BEGIN SOURCE INFORMATION
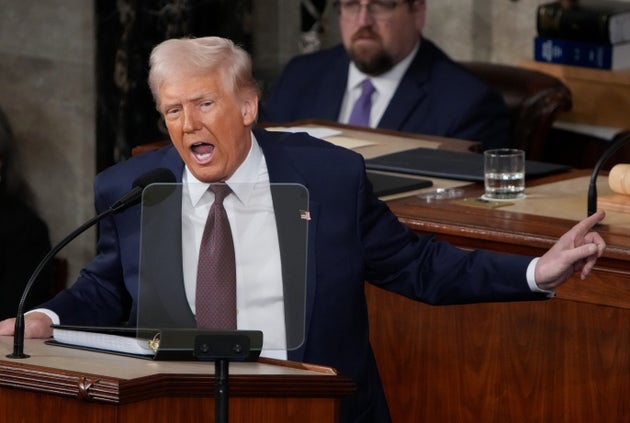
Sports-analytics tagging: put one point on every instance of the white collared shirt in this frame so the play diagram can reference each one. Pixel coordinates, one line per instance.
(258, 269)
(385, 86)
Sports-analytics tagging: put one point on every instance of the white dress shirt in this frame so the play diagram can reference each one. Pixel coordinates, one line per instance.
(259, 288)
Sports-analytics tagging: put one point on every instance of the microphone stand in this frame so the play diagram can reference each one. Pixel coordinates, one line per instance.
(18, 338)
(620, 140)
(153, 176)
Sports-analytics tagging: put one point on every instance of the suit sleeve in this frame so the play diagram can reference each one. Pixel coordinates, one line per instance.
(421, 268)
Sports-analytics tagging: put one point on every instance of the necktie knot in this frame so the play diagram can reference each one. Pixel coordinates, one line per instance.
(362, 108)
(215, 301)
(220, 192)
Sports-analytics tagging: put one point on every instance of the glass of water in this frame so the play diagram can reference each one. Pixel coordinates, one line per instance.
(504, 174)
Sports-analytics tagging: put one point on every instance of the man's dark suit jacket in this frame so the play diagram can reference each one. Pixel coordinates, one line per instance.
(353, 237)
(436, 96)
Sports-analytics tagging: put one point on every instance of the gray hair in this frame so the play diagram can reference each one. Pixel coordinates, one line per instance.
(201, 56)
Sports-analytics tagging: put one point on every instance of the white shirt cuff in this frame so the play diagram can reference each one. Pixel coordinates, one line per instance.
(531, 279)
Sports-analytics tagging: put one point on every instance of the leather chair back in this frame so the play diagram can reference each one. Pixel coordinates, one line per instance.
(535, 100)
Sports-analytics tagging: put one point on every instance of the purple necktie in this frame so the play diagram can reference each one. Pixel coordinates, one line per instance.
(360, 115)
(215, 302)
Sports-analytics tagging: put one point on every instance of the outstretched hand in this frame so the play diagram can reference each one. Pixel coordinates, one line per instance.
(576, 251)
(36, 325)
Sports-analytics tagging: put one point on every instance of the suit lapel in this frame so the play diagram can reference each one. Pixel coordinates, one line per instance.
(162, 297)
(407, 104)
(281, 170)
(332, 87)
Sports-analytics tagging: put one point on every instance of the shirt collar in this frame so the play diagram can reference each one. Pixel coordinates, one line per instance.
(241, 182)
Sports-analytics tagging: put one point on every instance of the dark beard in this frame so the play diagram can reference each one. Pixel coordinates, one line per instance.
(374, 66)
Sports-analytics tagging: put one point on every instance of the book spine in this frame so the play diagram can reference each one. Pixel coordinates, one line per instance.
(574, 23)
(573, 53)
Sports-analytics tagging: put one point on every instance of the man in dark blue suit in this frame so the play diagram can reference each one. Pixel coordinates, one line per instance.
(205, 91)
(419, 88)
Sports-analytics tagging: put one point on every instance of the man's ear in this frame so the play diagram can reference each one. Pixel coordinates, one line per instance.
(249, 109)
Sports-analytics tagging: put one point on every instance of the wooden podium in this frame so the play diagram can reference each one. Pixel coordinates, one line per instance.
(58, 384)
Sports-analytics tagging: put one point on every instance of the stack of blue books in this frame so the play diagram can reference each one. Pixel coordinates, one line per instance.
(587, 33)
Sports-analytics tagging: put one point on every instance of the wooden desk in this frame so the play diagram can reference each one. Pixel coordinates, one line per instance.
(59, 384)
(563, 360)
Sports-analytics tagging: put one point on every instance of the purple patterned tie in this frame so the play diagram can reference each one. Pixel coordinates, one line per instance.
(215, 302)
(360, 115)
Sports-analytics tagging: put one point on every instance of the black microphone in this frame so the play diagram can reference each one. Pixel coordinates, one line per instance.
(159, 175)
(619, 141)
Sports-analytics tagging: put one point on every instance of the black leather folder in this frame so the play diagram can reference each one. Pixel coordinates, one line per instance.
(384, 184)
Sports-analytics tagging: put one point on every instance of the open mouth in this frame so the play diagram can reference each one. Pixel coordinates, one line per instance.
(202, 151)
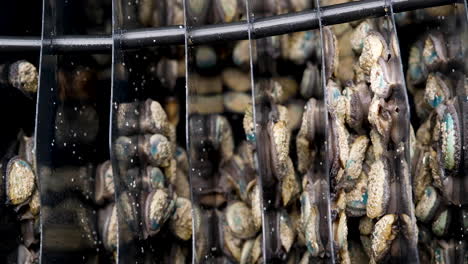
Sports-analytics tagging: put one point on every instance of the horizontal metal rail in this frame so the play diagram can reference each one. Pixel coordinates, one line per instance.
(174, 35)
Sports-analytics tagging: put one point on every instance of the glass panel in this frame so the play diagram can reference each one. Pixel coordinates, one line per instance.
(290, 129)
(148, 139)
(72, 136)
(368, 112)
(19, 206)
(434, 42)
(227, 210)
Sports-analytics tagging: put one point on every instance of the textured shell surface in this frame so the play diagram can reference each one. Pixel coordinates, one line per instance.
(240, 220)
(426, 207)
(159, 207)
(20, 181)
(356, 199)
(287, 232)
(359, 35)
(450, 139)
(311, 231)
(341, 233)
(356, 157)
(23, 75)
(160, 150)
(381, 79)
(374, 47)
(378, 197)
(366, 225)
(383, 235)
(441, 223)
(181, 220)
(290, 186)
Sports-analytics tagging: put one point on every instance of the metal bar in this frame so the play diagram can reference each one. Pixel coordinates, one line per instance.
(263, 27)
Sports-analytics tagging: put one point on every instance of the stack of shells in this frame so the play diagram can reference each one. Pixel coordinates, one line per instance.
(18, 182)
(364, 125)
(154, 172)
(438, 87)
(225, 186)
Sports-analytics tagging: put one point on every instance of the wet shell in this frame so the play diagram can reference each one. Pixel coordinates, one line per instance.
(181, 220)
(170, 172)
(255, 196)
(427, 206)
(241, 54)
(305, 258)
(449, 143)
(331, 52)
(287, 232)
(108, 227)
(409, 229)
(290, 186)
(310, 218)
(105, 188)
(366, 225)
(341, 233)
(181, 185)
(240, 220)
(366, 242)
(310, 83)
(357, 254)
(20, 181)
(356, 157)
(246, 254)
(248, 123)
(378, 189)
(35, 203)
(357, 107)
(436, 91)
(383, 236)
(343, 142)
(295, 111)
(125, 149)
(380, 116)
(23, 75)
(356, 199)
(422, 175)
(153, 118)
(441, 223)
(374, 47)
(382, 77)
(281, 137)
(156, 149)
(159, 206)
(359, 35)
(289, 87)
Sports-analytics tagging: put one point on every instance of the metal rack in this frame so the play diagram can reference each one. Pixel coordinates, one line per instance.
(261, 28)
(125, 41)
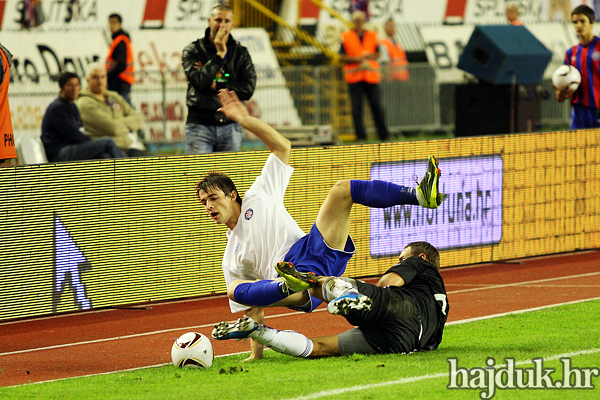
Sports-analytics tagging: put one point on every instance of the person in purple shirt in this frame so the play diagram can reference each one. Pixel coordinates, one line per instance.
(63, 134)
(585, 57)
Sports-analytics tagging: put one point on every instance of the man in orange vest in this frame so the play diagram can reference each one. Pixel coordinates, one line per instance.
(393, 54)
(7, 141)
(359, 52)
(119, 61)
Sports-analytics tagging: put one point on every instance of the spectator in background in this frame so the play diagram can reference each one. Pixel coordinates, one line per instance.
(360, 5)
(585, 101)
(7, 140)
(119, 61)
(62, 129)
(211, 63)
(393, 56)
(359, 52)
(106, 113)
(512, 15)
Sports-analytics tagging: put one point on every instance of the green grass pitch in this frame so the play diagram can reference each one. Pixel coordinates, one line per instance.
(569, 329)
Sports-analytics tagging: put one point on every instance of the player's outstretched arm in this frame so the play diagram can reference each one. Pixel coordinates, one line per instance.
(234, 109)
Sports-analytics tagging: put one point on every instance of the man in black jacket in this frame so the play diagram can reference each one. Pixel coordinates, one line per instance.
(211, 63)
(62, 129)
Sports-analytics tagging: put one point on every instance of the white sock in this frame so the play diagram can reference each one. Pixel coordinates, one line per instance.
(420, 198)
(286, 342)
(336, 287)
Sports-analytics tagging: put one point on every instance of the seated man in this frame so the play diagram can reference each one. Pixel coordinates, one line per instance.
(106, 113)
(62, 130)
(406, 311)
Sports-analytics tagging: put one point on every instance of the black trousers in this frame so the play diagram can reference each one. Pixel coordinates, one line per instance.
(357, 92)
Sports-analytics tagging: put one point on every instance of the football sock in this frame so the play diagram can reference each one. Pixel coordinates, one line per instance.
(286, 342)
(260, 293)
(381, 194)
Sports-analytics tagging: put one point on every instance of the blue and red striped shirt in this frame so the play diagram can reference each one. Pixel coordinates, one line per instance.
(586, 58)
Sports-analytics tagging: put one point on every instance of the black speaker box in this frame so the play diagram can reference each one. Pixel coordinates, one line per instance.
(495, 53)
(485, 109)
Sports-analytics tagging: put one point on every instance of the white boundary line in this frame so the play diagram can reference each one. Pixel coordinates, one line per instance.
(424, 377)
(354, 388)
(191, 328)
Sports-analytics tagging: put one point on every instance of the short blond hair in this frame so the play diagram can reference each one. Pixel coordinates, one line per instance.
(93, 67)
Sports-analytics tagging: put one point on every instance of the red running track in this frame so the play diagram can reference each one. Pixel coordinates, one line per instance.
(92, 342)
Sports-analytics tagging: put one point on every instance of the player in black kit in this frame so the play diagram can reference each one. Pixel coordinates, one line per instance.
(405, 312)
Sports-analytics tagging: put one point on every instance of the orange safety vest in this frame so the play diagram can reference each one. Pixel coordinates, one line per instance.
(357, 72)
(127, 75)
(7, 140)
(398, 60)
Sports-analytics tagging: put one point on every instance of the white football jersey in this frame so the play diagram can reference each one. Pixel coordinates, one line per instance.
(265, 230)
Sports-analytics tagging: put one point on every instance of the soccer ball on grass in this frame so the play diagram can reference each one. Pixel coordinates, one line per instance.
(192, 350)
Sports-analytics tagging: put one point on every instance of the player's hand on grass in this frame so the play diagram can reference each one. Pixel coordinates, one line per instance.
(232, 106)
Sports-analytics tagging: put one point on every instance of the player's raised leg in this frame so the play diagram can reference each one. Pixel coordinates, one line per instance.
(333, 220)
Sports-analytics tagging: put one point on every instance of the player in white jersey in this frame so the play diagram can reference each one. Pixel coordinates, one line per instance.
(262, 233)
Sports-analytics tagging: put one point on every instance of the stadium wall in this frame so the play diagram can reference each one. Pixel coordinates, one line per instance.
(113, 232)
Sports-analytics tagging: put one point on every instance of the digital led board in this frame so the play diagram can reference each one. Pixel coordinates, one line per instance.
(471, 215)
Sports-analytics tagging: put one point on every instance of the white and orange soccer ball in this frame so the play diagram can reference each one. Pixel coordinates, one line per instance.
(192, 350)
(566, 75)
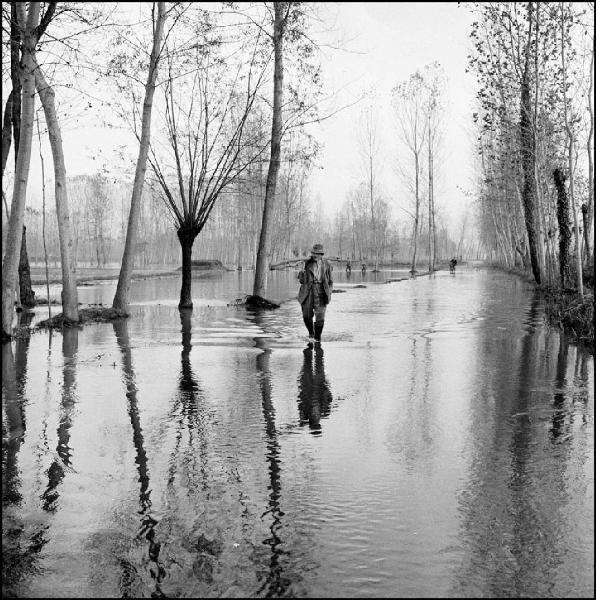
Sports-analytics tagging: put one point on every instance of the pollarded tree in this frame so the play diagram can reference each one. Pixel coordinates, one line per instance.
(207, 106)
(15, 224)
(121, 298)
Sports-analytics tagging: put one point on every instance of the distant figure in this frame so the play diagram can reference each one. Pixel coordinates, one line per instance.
END SOURCE INFORMATION
BEGIN SOURCE INFORMATION
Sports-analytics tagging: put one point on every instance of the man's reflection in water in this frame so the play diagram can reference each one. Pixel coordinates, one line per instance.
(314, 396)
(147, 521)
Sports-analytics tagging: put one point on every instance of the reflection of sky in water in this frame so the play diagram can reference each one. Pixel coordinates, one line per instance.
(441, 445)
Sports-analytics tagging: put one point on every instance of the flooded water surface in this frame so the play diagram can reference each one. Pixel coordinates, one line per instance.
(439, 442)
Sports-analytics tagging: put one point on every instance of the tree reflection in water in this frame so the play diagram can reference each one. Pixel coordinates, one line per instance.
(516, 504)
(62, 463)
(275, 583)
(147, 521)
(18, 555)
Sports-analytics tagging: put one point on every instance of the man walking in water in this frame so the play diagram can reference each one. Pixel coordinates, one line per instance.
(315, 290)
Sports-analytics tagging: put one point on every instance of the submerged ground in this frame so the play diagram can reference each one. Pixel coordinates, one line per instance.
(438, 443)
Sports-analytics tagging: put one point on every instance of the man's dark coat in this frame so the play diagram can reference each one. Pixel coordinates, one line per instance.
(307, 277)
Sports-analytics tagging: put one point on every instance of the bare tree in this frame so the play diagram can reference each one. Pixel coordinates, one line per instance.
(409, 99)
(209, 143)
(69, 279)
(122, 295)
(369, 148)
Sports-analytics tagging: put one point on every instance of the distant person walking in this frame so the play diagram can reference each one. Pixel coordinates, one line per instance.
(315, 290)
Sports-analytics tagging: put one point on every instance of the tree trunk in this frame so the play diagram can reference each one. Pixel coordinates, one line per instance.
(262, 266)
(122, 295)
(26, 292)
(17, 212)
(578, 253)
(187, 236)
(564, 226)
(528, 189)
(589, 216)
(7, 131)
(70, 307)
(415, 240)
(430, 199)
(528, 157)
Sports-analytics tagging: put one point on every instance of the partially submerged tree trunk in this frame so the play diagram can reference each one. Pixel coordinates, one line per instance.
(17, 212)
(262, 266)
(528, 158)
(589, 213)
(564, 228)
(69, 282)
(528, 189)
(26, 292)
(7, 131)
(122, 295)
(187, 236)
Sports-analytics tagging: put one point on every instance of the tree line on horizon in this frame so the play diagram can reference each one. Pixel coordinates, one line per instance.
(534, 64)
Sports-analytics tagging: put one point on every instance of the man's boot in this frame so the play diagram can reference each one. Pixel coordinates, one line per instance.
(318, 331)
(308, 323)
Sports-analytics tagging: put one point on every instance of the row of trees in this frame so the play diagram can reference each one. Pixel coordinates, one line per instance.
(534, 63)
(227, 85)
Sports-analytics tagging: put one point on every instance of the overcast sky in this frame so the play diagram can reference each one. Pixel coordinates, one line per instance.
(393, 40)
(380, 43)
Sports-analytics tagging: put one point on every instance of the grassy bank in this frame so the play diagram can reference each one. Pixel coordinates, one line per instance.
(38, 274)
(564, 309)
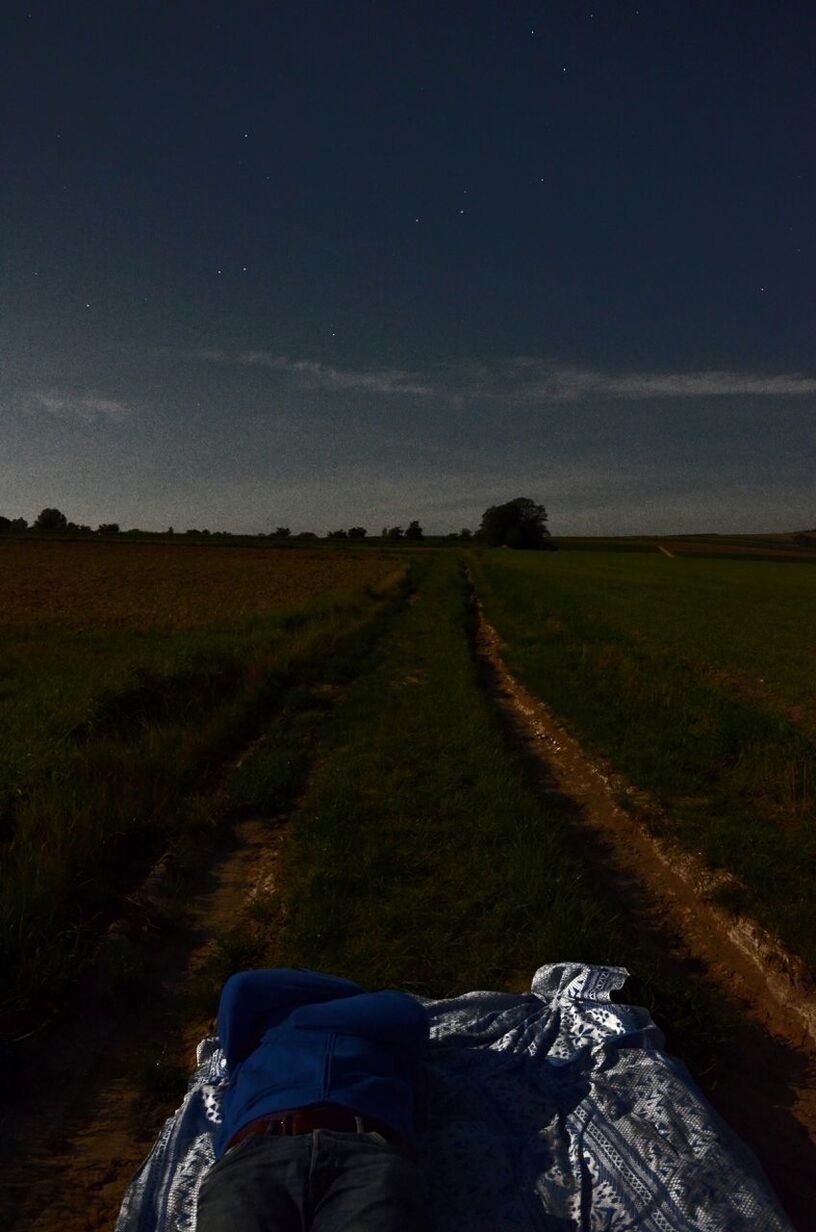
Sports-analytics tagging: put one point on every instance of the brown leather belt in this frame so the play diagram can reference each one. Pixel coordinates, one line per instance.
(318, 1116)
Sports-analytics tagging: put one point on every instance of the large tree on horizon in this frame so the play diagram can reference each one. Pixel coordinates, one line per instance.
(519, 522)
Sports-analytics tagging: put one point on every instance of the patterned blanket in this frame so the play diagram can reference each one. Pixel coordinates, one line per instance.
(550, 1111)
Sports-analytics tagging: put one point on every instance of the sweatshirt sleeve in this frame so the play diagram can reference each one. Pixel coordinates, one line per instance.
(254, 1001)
END SOURCE INFORMATION
Using the data above, give again exactly the lines starting at the one holding "of the digital" and ending at the one holding "the distant figure", inclusive, and nothing more. Omit the pictures.

Sports-analytics tagging: put one point on every instance of the digital led board in this frame so the play diagram can reference each one. Pixel coordinates, one line per instance.
(471, 215)
Sports-analytics tagging: put one point on every instance of the white and orange soccer ball in this frame so the play diagram can reference each one. Pixel coordinates, one line per instance.
(192, 350)
(566, 75)
Sports-analytics tagging: put one point on every instance of the pollarded tree in this frame so the play diagram can reference each one. Pixel coordinates, one line per instance.
(207, 106)
(15, 224)
(121, 298)
Sports-analytics tagging: put one point on every instance of the distant figure in this frame so the play diagram can reference each one. Pixel coordinates, one line per instance.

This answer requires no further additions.